• [TASK INSTRUCTIONS] Duplicate the rows below word for word, starting with the line that contains "In this exercise you will indicate the black" and running through the last row, inclusive.

• [SUPPLIED DATA]
───

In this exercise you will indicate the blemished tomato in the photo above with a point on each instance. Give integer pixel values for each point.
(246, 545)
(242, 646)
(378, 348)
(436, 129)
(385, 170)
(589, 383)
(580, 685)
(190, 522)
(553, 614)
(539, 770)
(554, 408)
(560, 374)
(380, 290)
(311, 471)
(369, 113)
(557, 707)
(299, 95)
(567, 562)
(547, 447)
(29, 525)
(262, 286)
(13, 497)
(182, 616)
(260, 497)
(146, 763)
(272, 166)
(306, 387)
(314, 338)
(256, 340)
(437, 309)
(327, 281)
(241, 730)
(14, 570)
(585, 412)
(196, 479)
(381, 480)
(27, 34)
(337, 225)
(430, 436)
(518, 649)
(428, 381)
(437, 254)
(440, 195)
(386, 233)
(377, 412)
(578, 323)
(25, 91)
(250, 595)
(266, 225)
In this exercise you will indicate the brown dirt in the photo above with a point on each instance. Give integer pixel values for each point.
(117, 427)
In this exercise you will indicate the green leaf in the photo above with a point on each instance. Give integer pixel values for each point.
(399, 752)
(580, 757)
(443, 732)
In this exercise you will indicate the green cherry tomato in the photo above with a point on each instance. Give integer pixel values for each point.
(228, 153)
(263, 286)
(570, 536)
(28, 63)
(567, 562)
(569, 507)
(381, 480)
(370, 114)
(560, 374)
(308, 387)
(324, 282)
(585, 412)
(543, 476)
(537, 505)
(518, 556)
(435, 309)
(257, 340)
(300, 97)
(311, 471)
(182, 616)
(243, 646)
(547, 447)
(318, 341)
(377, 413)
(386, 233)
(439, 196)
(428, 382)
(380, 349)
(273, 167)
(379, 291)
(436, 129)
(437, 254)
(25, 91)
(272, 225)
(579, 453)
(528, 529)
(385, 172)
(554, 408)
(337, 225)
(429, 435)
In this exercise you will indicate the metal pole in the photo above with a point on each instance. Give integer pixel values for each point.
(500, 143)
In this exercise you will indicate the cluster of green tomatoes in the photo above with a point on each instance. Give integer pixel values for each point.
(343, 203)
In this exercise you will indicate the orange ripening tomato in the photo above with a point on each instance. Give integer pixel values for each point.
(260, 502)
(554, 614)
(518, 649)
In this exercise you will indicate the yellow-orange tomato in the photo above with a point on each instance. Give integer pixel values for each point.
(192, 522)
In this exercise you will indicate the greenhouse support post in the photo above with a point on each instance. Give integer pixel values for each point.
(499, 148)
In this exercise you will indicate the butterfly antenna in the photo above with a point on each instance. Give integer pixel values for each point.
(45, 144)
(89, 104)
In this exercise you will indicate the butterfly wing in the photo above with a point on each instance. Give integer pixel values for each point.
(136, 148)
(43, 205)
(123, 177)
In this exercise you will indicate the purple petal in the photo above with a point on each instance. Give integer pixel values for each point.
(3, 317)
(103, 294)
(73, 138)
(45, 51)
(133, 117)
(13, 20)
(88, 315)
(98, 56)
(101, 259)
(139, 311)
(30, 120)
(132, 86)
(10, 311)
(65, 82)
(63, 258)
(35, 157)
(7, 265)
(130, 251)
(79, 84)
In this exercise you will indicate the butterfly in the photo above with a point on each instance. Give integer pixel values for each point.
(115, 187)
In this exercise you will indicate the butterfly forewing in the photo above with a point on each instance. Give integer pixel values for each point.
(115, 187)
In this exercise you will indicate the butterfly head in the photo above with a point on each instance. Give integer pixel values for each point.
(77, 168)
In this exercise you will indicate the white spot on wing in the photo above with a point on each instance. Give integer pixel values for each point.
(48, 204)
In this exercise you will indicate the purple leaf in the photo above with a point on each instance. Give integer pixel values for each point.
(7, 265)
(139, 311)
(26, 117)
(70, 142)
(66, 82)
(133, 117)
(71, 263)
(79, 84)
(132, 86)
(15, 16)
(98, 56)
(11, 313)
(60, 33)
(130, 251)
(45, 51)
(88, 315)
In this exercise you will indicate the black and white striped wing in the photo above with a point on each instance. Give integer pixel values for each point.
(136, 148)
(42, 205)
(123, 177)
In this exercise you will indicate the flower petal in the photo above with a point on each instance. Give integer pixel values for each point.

───

• [ANSWER TO THE TASK]
In this exercise you will indicate the black and white striped wing in the photo above with a point on each instance. Give integer pixel values for each point.
(136, 148)
(42, 205)
(123, 177)
In this exercise you will indicate the flower petal in the photo above with a point on each instance. Give integer pixel values for each point.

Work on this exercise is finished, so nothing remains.